Which lines in the listing below contain the string "trimmed"? Identify each one and copy it out in full, matching case exactly.
═════ Extracted information ═════
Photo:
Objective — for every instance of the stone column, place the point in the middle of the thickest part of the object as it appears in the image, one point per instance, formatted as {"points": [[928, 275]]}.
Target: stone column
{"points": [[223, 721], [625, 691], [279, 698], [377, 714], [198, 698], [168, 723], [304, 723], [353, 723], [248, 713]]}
═════
═════ Extracted information ═════
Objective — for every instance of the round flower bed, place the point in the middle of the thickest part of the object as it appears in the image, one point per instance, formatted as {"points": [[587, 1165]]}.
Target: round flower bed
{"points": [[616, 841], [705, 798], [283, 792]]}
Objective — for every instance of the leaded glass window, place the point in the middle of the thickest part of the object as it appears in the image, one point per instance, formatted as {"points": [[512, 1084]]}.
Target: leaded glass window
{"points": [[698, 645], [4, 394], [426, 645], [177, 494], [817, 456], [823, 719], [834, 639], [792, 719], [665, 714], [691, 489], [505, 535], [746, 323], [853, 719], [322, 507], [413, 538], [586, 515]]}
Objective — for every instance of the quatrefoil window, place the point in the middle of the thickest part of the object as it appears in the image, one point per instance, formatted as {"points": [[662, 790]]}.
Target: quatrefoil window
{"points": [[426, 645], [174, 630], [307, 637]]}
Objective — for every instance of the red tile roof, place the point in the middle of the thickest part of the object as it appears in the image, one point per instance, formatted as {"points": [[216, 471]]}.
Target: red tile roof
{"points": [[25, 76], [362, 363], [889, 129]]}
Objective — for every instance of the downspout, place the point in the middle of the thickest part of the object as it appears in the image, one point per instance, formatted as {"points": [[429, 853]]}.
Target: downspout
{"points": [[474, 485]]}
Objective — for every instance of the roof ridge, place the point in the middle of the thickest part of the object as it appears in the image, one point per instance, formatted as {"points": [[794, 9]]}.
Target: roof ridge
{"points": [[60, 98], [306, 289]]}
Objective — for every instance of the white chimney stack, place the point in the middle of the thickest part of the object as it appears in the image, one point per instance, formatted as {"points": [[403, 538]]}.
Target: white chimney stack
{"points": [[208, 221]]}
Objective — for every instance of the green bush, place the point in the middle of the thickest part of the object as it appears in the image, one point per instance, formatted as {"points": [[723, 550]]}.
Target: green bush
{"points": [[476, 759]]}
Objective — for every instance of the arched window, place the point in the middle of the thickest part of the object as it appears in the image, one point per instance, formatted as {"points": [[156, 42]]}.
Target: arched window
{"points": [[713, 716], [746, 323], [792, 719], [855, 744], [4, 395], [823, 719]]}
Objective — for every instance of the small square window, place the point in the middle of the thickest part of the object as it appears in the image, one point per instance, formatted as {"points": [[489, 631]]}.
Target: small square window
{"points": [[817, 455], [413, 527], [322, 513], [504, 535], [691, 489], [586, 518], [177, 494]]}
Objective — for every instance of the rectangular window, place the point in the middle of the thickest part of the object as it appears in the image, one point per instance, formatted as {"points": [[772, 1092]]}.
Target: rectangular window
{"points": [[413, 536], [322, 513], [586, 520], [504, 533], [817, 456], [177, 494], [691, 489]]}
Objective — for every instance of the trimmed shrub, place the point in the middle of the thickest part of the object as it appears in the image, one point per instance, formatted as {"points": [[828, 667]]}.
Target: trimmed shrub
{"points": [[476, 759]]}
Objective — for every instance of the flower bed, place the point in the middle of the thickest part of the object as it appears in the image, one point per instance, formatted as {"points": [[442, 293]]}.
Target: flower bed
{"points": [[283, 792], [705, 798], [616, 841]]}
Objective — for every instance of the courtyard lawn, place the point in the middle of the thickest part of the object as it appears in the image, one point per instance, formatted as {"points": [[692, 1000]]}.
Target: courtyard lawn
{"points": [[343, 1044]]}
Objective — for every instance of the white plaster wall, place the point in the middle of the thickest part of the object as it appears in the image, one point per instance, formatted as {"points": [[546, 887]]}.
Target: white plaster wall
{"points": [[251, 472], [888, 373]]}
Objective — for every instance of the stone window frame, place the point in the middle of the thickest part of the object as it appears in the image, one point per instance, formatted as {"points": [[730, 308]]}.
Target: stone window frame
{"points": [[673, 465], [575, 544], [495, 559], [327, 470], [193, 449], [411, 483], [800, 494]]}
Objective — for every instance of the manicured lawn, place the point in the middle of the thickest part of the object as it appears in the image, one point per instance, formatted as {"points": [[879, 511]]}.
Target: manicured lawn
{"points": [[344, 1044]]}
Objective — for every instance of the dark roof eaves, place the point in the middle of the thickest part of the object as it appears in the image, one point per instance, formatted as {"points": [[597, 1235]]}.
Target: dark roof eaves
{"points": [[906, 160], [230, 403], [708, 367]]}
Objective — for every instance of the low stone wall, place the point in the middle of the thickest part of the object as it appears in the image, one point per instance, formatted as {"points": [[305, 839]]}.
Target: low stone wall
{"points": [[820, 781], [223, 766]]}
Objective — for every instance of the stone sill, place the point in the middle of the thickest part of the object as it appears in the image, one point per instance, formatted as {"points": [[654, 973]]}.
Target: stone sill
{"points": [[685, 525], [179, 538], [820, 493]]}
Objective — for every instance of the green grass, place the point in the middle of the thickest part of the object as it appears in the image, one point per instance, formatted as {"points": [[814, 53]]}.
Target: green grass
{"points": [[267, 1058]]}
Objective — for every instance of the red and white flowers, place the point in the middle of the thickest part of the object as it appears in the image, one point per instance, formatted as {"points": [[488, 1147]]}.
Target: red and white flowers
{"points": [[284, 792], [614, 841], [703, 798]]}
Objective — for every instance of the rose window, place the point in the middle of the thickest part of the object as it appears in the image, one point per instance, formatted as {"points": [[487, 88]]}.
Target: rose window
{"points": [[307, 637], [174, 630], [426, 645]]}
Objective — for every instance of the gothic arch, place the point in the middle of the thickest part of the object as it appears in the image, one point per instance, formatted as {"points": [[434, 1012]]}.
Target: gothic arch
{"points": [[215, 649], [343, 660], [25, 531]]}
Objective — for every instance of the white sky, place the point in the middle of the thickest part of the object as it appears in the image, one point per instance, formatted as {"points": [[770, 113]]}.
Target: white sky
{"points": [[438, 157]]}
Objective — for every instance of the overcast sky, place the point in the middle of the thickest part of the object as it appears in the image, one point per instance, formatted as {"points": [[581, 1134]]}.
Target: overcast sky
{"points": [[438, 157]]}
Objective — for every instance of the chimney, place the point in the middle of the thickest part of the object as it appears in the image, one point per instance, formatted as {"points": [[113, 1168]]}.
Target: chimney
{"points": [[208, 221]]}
═════
▶ [Correct output]
Objective — for every instance of the trimmed shrub, place the point in the middle of the thickest part of the object as it appears in the image, one point per instance, formatted as {"points": [[828, 667]]}.
Target: trimmed shrub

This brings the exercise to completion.